**TASK DETAILS:** Which lines in the rows below contain the word "ocean"? Copy each of those lines.
[START]
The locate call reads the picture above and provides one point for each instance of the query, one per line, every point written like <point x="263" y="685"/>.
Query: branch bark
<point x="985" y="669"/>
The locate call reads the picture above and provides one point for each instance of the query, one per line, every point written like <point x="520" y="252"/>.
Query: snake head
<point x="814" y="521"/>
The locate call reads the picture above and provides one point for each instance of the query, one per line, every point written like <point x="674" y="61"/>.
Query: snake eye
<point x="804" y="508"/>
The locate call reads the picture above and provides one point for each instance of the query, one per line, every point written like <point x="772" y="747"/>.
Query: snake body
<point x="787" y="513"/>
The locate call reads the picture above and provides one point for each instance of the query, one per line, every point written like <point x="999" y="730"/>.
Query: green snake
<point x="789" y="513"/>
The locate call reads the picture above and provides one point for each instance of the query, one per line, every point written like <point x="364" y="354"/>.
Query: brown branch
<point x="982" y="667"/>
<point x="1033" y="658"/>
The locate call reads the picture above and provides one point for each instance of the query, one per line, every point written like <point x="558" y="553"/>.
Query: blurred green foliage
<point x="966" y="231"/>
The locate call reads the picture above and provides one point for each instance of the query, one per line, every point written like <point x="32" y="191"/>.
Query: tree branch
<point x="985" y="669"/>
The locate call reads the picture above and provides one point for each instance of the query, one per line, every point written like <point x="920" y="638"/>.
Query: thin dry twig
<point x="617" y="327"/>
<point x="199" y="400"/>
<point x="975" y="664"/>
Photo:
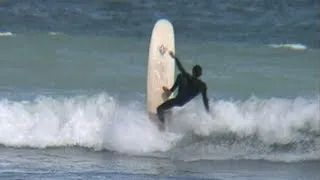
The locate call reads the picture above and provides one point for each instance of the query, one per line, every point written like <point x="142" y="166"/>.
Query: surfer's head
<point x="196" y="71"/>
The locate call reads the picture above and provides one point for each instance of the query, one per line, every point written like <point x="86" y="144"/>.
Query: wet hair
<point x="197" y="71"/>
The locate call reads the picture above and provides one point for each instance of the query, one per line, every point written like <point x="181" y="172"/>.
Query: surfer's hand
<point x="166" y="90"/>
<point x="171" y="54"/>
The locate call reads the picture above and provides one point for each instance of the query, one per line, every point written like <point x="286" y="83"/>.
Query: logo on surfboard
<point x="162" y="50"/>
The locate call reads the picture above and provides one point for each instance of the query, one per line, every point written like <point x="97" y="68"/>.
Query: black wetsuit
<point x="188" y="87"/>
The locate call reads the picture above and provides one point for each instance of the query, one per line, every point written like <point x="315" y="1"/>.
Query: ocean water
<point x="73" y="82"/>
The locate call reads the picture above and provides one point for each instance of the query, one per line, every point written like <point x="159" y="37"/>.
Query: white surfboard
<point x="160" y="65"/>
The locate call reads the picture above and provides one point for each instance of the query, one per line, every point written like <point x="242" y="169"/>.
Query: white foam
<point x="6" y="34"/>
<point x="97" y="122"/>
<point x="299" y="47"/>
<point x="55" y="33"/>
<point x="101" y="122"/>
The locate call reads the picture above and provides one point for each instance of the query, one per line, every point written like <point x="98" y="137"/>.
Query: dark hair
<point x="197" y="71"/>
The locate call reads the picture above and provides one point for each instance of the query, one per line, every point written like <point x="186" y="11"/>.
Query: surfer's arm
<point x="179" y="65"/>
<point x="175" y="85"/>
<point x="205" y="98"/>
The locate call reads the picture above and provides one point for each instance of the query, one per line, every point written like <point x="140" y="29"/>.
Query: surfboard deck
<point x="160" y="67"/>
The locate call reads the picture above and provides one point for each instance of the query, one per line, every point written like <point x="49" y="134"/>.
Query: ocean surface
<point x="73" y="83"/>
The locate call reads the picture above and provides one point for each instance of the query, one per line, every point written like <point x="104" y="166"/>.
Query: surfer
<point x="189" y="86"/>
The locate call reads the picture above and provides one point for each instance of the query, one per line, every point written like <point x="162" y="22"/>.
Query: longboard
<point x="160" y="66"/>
[END]
**WRITTEN RESPONSE:**
Query: ocean water
Query: ocean surface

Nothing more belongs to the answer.